Recopiez à l'identique le passage de l'extrait sur les médias sociaux qui va de « Sélectionnez tout ce » jusqu'à « ex. école, travail) ».

> **Extrait de page**:
____

Sélectionnez tout ce qui s’applique. Est-ce que :
- Vous êtes resté(e) en ligne plus longtemps que prévu
- Vous avez perdu du sommeil
- Vous avez fait moins d’activité physique
- Vous avez eu de la difficulté à vous concentrer sur vos tâches ou vos activités (p. ex. école, travail)
- Vous avez eu des problèmes relationnels avec des amis ou des membres de votre famille
- Vous avez ressenti de l’anxiété
- Vous avez vécu une période de dépression
- Vous avez ressenti de l’envie pour la vie des autres
- Vous pensez avoir vécu de l’intimidation ou du harcèlement
- Vous avez ressenti de la frustration ou de la colère
- Autre
La grande majorité des répondants admissibles ont été en mesure de répondre à cette question et ont été disposés à le faire, la non-réponse partielle s’établissant à moins de 3 % pour les différentes options de réponse. Si la question posée aux répondants portait sur les répercussions des médias sociaux dans leur vie, supposant une relation causale, les résultats présentés ci-dessous sont strictement corrélationnels, indiquant les proportions des utilisateurs des médias sociaux ayant différentes caractéristiques qui ont choisi chaque réponse. Dans le cadre de l’ECUI de 2018, on n’a pas interrogé les répondants au sujet des répercussions positives que leur utilisation des médias sociaux a eues dans leur vie. Il s’agit là d’une faiblesse du questionnaire et d’une limite de cette étude.

____

> **Lignes fournies**:
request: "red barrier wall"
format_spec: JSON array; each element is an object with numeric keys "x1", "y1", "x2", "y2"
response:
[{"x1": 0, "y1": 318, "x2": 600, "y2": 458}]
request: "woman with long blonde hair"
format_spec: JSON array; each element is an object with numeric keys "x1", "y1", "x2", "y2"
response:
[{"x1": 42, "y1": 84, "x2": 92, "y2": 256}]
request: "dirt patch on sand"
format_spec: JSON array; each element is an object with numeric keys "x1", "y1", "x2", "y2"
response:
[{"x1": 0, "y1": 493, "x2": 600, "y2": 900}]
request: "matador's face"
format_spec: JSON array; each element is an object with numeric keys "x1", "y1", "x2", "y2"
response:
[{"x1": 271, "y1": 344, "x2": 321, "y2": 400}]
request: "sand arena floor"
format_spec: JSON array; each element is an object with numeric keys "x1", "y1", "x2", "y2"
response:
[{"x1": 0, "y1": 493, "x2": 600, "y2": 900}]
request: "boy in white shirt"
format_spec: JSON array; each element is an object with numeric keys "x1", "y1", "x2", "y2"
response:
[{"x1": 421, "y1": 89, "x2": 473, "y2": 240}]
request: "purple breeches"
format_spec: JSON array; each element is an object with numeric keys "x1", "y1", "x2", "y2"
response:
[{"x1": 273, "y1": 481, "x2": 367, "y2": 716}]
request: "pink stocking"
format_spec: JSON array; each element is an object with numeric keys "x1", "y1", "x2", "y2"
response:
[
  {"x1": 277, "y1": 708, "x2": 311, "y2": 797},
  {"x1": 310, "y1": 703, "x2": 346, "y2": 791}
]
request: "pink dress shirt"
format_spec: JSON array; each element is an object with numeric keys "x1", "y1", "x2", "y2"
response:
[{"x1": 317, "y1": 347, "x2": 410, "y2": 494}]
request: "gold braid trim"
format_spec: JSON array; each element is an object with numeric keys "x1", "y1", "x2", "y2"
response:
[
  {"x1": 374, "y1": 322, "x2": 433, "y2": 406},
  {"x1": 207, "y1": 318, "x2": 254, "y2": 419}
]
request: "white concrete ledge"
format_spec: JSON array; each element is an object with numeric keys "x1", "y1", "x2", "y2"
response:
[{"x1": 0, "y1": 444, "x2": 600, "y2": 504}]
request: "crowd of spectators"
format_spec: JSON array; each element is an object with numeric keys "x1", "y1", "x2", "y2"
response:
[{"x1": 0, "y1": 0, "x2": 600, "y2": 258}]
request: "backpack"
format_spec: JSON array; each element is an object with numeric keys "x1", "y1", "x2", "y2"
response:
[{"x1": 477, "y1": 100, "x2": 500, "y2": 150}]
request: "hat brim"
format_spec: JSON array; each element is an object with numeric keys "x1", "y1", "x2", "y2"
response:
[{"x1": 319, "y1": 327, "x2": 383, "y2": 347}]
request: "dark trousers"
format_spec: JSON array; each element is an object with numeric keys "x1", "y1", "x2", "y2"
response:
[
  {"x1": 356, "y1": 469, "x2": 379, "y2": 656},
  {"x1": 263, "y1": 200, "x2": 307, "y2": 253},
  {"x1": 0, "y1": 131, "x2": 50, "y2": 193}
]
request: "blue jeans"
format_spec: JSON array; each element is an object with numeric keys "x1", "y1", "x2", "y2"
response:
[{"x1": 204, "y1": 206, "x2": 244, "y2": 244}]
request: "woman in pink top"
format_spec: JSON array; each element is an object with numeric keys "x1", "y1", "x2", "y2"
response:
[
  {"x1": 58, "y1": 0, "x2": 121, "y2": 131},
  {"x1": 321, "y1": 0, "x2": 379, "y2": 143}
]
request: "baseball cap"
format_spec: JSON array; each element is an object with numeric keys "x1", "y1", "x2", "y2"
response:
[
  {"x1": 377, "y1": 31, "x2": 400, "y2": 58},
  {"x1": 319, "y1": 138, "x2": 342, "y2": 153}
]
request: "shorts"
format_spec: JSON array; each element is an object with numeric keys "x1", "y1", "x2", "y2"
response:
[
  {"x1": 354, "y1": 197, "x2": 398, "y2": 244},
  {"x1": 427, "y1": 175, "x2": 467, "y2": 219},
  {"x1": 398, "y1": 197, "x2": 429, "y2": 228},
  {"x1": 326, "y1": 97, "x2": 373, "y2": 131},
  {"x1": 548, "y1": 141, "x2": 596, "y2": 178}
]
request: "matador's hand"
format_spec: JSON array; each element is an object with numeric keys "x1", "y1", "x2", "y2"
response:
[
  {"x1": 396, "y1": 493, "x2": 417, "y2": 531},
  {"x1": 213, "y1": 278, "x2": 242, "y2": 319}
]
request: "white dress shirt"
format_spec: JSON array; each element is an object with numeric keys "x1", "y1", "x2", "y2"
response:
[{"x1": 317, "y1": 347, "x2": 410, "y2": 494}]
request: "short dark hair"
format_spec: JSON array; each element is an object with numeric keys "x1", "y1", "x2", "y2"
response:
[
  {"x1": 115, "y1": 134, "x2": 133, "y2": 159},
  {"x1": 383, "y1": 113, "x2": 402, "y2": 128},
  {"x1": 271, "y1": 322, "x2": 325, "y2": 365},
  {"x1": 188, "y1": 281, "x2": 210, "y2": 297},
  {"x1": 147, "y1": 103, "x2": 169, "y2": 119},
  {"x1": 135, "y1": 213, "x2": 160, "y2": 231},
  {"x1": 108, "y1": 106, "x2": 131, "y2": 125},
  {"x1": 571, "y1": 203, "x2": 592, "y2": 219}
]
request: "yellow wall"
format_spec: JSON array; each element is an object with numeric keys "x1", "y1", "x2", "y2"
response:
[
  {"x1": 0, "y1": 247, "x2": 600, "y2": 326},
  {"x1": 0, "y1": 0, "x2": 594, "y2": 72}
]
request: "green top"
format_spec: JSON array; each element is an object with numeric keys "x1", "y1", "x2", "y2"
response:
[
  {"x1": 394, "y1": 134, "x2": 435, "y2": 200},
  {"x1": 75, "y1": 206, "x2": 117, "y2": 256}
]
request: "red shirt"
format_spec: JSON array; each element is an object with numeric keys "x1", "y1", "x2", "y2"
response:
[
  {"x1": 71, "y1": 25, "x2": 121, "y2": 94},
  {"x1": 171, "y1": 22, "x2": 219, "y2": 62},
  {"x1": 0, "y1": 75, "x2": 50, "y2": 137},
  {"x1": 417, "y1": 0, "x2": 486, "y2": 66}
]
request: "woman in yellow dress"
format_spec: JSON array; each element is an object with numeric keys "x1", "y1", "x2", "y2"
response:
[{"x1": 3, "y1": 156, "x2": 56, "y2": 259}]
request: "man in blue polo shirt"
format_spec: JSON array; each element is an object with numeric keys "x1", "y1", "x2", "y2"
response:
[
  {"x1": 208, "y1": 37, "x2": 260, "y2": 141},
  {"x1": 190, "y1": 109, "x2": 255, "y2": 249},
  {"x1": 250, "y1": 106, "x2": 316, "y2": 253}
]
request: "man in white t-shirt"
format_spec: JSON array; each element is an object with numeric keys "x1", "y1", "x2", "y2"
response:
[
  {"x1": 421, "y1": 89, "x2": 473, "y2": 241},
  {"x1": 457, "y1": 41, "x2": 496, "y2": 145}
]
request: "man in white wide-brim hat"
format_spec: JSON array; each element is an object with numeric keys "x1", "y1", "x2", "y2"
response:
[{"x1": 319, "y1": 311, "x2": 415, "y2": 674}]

____

> **Résultat de l'exercice**:
Sélectionnez tout ce qui s’applique. Est-ce que :
- Vous êtes resté(e) en ligne plus longtemps que prévu
- Vous avez perdu du sommeil
- Vous avez fait moins d’activité physique
- Vous avez eu de la difficulté à vous concentrer sur vos tâches ou vos activités (p. ex. école, travail)